(Extracted records)
• • •
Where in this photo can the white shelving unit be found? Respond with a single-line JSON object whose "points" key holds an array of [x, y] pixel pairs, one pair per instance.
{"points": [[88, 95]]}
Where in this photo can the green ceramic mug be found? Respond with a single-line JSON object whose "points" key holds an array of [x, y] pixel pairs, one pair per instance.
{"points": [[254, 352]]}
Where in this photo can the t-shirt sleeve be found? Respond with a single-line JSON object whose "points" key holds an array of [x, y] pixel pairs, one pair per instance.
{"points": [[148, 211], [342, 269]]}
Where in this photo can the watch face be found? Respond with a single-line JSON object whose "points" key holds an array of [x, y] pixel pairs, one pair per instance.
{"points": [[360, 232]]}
• • •
Your objective
Reproduce every row above, requests included, and add -81 to each x and y pixel coordinate in the answers.

Solution for this exercise
Where in this photo can the white shelving unit be found? Respond with a single-line JSON object whose "points" key holds an array of [x, y] pixel pairs, one pair per instance.
{"points": [[7, 14]]}
Where in this photo can the green ceramic mug be found? Respond with a single-line JSON object whose "points" key holds an array of [x, y] pixel pairs, one pair per instance.
{"points": [[173, 271]]}
Where in this photo can the t-shirt sleeve be found? Respond with a single-line JSON object whose "points" key holds an array of [x, y] pixel pairs, one pair per instance.
{"points": [[67, 130], [261, 188]]}
Where in this photo can the watch face be found? Respond with a single-line JSON object whose "points" key holds an array of [x, y] pixel pairs, one pair per instance.
{"points": [[279, 151]]}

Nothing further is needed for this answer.